提供一覧:
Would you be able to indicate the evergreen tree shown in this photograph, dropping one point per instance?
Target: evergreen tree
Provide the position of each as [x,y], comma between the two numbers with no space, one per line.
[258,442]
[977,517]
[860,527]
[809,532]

目的: 一覧の全行を、「evergreen tree」を「conifer」に置き換えて書き直してください。それ以外は一切変えないこと。

解答:
Would you be able to indicate the conifer shown in this photograph, dropping one point per instance?
Target: conifer
Provide the position of each as [x,y], comma between the two numbers with no space, one per line.
[258,442]
[977,517]
[860,527]
[809,532]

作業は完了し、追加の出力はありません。